* **文書本文**:
§ §

大まかな筋は原作漫画をなぞりつつも展開はほぼ独自のやりとりで描かれており、終盤は完全オリジナル展開に突入する。
また、一部のキャラクターの性格や口調が異なっていたりする他、武吉や天祥等漫画では序盤から目立っていながらも存在を割愛されたキャラもいる。

キャラクターデザインはフジリュー絵より90年代っぽさがやや増し増し。
後に原作漫画の完全版刊行に伴い再版されたDVDや主題歌CDの描き下ろしと比較すると、時代の変遷を感じさせてくれる。

内容についてはその外見が同じながらも一部別人化したキャラや独自解釈を行くストーリー等から漫画ファンからは黒歴史扱いされがち。
しかし一方で、主題歌やキャスティング、何かと不遇だった雷震子の扱い救済に関してはそういった層でも絶讚する者は少なくない。

§ §

* **作業内容**:
[1] 文書本文のうち、「大まかな筋は原作漫画をなぞり」から「キャラクターデザインはフジリュー絵より90年代っぽさがやや増し増し。」までを一字一句変えずに引用してください。
[2] 文書本文によると、漫画ファンの層でも絶賛する者が少なくない点として何が挙げられていますか。

§ §

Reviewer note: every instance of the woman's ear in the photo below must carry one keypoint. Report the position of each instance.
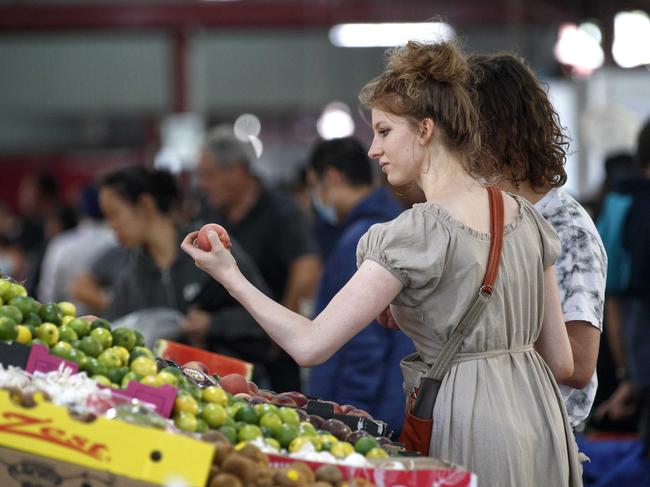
(148, 203)
(426, 129)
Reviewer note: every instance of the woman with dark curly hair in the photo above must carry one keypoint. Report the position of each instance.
(498, 411)
(522, 138)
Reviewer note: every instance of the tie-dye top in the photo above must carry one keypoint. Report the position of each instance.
(581, 271)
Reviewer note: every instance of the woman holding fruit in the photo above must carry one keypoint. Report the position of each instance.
(499, 412)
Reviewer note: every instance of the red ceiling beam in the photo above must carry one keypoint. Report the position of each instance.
(260, 14)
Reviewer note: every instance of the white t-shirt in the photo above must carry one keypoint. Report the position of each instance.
(581, 272)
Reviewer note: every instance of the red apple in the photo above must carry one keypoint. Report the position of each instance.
(359, 412)
(234, 384)
(335, 407)
(203, 242)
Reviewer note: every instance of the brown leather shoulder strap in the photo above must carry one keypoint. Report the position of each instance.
(496, 241)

§ §

* **出力結果**:
[1]
大まかな筋は原作漫画をなぞりつつも展開はほぼ独自のやりとりで描かれており、終盤は完全オリジナル展開に突入する。
また、一部のキャラクターの性格や口調が異なっていたりする他、武吉や天祥等漫画では序盤から目立っていながらも存在を割愛されたキャラもいる。

キャラクターデザインはフジリュー絵より90年代っぽさがやや増し増し。

[2] 主題歌、キャスティング、そして何かと不遇だった雷震子の扱いの救済です。